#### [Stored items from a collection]
# # # # # # #
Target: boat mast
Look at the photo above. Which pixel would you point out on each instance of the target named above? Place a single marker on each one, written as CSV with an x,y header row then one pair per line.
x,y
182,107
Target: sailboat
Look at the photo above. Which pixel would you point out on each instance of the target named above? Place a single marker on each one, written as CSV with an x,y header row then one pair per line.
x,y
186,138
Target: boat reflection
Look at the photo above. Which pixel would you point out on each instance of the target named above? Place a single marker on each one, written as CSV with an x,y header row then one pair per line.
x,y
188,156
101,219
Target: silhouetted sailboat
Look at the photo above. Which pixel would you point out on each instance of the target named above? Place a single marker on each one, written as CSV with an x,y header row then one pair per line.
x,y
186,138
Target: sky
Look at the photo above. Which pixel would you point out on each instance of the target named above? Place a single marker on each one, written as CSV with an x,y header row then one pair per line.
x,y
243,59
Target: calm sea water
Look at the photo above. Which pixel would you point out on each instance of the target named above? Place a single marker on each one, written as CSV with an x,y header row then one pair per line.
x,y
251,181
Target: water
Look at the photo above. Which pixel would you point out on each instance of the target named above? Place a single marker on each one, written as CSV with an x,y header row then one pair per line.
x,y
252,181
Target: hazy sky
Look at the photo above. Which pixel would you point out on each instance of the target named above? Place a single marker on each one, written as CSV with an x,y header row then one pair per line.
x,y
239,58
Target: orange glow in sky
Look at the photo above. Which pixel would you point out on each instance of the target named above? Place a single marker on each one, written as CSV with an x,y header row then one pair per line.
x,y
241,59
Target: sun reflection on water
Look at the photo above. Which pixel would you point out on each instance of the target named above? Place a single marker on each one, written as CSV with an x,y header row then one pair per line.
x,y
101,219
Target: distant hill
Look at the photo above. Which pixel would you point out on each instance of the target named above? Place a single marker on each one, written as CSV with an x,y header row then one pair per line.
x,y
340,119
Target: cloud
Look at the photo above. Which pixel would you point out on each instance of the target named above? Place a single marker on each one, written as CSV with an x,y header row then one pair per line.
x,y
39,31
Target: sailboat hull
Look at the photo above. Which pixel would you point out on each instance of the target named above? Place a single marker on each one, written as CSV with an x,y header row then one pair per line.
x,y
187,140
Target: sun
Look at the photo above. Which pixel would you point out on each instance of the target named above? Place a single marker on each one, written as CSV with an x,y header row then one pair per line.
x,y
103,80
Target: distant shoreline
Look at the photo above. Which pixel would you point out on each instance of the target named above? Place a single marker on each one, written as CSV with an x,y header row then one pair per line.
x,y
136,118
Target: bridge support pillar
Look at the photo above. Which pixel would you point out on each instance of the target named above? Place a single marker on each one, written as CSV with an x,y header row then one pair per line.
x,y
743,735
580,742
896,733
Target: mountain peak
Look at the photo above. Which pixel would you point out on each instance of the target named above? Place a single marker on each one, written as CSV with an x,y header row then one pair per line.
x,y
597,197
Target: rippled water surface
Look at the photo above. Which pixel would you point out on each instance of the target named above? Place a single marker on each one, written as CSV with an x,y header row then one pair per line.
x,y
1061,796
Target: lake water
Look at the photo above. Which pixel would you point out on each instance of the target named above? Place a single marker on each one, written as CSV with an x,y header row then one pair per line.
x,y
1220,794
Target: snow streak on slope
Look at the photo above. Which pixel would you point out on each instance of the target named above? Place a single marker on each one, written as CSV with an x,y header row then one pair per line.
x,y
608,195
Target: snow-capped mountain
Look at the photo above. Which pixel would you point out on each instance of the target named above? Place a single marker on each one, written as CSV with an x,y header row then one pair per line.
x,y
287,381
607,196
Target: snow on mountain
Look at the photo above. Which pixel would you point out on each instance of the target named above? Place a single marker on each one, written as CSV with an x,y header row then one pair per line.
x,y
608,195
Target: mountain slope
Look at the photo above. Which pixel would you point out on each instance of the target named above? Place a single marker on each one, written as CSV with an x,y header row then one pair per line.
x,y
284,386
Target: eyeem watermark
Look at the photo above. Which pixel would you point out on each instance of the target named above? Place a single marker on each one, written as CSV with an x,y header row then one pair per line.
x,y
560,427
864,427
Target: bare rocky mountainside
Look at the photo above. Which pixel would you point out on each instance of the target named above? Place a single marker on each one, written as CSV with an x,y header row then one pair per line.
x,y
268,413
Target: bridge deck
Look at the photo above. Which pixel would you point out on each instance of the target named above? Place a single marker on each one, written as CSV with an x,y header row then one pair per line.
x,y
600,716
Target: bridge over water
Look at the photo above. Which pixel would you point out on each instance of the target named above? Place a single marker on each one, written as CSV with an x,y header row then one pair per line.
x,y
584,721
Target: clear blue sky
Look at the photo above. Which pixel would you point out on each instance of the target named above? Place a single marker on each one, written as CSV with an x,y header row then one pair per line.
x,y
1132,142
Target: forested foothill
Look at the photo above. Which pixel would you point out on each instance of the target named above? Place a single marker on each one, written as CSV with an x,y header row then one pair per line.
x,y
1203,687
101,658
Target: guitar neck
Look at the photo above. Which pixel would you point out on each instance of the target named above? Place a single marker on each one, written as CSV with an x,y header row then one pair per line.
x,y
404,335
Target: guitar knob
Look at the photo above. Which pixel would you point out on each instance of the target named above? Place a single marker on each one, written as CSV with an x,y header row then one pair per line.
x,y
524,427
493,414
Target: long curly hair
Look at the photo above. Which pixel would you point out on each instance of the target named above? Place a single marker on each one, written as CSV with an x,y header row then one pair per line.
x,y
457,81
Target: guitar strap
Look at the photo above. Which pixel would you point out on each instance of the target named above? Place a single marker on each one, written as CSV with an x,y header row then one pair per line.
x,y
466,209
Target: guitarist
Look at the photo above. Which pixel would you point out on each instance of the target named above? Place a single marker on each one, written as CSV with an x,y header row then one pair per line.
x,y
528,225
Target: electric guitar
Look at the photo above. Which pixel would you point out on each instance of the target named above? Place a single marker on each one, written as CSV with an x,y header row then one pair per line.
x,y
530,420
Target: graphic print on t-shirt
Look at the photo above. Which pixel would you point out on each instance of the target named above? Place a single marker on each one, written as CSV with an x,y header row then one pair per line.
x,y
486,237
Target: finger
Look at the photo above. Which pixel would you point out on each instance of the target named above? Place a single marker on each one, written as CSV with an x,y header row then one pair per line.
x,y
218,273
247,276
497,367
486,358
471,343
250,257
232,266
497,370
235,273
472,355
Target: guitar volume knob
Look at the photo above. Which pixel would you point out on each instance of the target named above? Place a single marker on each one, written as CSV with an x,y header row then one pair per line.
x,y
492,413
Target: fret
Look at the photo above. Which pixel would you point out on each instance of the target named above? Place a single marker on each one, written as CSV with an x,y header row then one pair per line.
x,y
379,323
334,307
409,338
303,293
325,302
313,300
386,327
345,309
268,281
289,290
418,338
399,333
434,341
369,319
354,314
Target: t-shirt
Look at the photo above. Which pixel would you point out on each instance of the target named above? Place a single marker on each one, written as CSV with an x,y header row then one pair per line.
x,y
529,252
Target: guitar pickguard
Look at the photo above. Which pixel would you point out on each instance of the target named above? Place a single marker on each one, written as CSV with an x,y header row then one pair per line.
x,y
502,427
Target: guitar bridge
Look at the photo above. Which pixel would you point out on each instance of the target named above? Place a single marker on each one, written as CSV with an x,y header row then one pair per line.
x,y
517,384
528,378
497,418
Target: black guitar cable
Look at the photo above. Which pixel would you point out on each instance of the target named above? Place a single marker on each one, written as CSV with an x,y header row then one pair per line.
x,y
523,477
# # # # # # #
Please write out the records from above, keeping every line exact.

#### [Solution to this task]
Target: boat mast
Look at the photo above. Which pixel would you point out on each instance of the target named above? Place a single marker on each one, written as CSV with an x,y header row then one pair per line.
x,y
182,107
Target: sailboat
Look at the photo above. Which pixel would you point out on each instance of the target named above? Place a single marker on each one, written as CSV with an x,y header row then one pair per line.
x,y
186,138
Target: boat reflection
Look at the photo above. Which pixel would you point out on each instance of the target named above? Place a single marker on each one, written as CSV with an x,y header row then one pair per line.
x,y
188,156
101,219
Target: silhouetted sailboat
Look at the photo above. Which pixel would you point out on each instance of the target named above? Place a single marker on each one, written as CSV with an x,y header row then one pair per line.
x,y
186,138
Target: sky
Look at the photo above. Which pixel would you point out on each instance of the target named above? Place a single marker on each one, written as CSV with an x,y header row then one pair per line.
x,y
243,59
Target: calm sea water
Look at the photo above. Which pixel would you point out on each instance of the target named above? Place a single marker on each one, written as CSV with an x,y header row then one pair per line.
x,y
251,181
Target: water
Look at the photo above. Which pixel would you point out on each instance of the target named above? Place a single marker on each one, written as CSV with an x,y header row then one pair per line.
x,y
252,181
Target: hazy sky
Look at the photo above. Which pixel would you point out on each instance of the target named above? Place a single marker on each one, written as CSV with an x,y header row then one pair per line.
x,y
239,58
Target: orange glow in sky
Look at the photo above. Which pixel would you point out on each instance of the target named above? Place a single marker on each one, written as CSV with an x,y header row then one pair per line.
x,y
241,59
Target: sun reflection on water
Look at the photo above. Which pixel would you point out on each instance of the target named above? Place a single marker on each one, written as CSV with an x,y header row then one pair per line.
x,y
101,219
Target: distant hill
Look at the photo above. Which pixel would you point out on each instance of the target named above? Place a single marker on each one, written as CSV with an x,y header row then one pair per line.
x,y
340,119
Target: cloud
Look at the photo above. Which pixel would you point out on each instance of the target named above? Place a single marker on each one, written as CSV with an x,y header row then one pair per line.
x,y
39,31
Target: sailboat hull
Look at the photo above. Which pixel would you point out on each instance of the target named above? Place a single marker on each one, written as CSV with an x,y header row then one pair per line.
x,y
187,140
Target: sun
Look at the photo above. Which pixel would you point out on each instance of the target named above? Place a single marker on each one, written as CSV with an x,y header row then one pair per line.
x,y
103,80
Target: distant shoreline
Look at the photo above. Which pixel would you point out on each instance of the target named above? Place a single marker on each one, written as CSV with an x,y header row then one pair per line.
x,y
136,118
Target: bridge support pillar
Look at the photo above. Which pixel would you point out on each instance of the target named above? Place a single marker on each one, written as CSV with an x,y header row then one pair per line.
x,y
743,735
580,742
896,733
Target: mountain peak
Look at the photo above. Which pixel would you point out on each instance of the target named above? Place a single marker on each one, written as CSV with an x,y header row then one pair per line.
x,y
597,197
Target: rippled water surface
Look at the photo above. Which pixel would you point out on each instance of the target named above? Place a single marker on each one, written as CSV with an x,y header row then one pair per line.
x,y
1061,796
Target: lake water
Look at the photo above. Which pixel would you point out on each instance of the target named above? Place a single marker on each one, written as CSV with an x,y header row then one pair per line.
x,y
1220,794
Target: snow streak on slope
Look at the photo above. Which pixel would you point out on each instance of the target named above? Place a single marker on each one, written as CSV with an x,y header row then one pair per line.
x,y
608,195
Target: snow-capped mountain
Look at the photo above. Which pixel would you point out on each instance of the target named above? Place a single marker on each one, written as CSV with an x,y header row then one pair per line.
x,y
287,381
607,196
Target: snow on mountain
Look at the photo above. Which pixel would you point out on each instance of the target named above? Place a single marker on each one, written as CSV with an x,y header row then one pair per line.
x,y
608,195
Target: mountain slope
Look at the photo above. Which pixel would you point out on each instance of the target named above? Place a single marker on each one, written as CSV with an x,y header row then one pair per line.
x,y
284,386
Target: eyeem watermark
Look at the photo above. Which pixel would you point out on each instance of the target named above? Place a single marker on each one, written as CSV with an x,y header row then one pair per line.
x,y
560,427
864,427
Target: bare rocky mountainside
Look at the photo above. Which pixel would you point out on each instance of the target named above? Place a single marker on each one, written as CSV with an x,y header row then one pair per line.
x,y
268,413
Target: bridge deck
Look at the photo above. Which pixel would you point out on each instance of the target named above? Place a single marker on each one, written as CSV with an x,y header row then one pair per line.
x,y
600,716
Target: bridge over water
Look at the photo above. Which pixel would you point out on each instance of the target named above? Place a single marker on each one, written as CSV with an x,y header row then one pair per line.
x,y
584,721
Target: clear blue sky
Look at the photo above. Which pixel would you point out on each instance of the target named above? Place a single marker on each one, written as CSV with an x,y header row then one pair per line.
x,y
1132,142
Target: forested foothill
Look at the photo above. Which pixel would you point out on each instance of the target named above? Place a single marker on each one, written as CSV with an x,y header row then one pair per line.
x,y
1203,687
101,658
Target: guitar neck
Look at the photo above. Which pixel would you point out on each instance of the target named above? Place a single marker on each one, written as CSV with an x,y header row then one pair per line.
x,y
404,335
Target: guitar knob
Look at the photo above. Which pixel would you point out on each instance of the target named above? Place a single marker on each one, written as CSV with an x,y header row then one pair per line.
x,y
524,427
493,414
Target: long curly hair
Look at the photo above. Which pixel would you point out on each instance of the target named above? Place a single marker on each one, written as CSV with an x,y header row then one pair per line.
x,y
457,81
Target: guitar strap
Look at the photo above. Which pixel would you point out on each instance of the target named above? Place a single marker on each one, written as CSV with an x,y header row then one pair per line.
x,y
466,209
Target: guitarist
Look at the photo above. Which pixel would you point out on each instance of the target named above? Place a single marker on each one, written as CSV with an x,y header row then one pair per line.
x,y
528,225
Target: electric guitar
Look at the photo above. Which pixel would you point out on each instance of the target named above? Place a single marker on each one, written as CSV with an x,y header row then one pair per line.
x,y
530,420
Target: graphic print on t-shirt
Look at the photo above. Which pixel would you point out on each instance of the target named above? Place a single marker on each one, written as CSV with an x,y header row then one pair per line.
x,y
486,237
Target: finger
Look at the photo above. Which pixel would you point out on each instance of the target named above? Place a single marker on each one, written as CSV with an x,y header row then one pair per line.
x,y
218,273
247,276
497,367
486,358
471,343
250,257
232,266
497,370
235,273
472,355
Target: guitar volume knob
Look at the photo above. Which pixel would you point out on each instance of the target named above? Place a single marker on each one, written as CSV with an x,y header row then one pair per line.
x,y
492,413
Target: fret
Look at the photo above. Which pixel would you point out on each instance of the target named above? Place a single marker on each one, written as CSV with an x,y header row then one pair per line.
x,y
379,323
334,307
409,338
303,293
325,302
313,300
386,327
345,309
268,281
289,290
418,338
399,333
434,341
369,319
354,314
Target: t-shirt
Look at the photo above. Which pixel would you point out on each instance of the target named above? Place a single marker on each one, written as CSV with an x,y header row then one pair per line.
x,y
529,252
Target: guitar pickguard
Look at the photo above. Which pixel would you point out on each instance of the target named above? Place a single marker on each one, written as CSV with an x,y header row then one pair per line.
x,y
502,427
Target: guitar bridge
Look at the photo above. Which pixel would you point out on each instance of the target named above? Place a single marker on each one, written as CSV with an x,y header row then one pair per line.
x,y
517,384
528,378
497,418
Target: black guitar cable
Look at the photo above. Which pixel would you point out on each instance of the target named above? Place a single marker on each one, written as CSV with an x,y header row then one pair per line.
x,y
523,477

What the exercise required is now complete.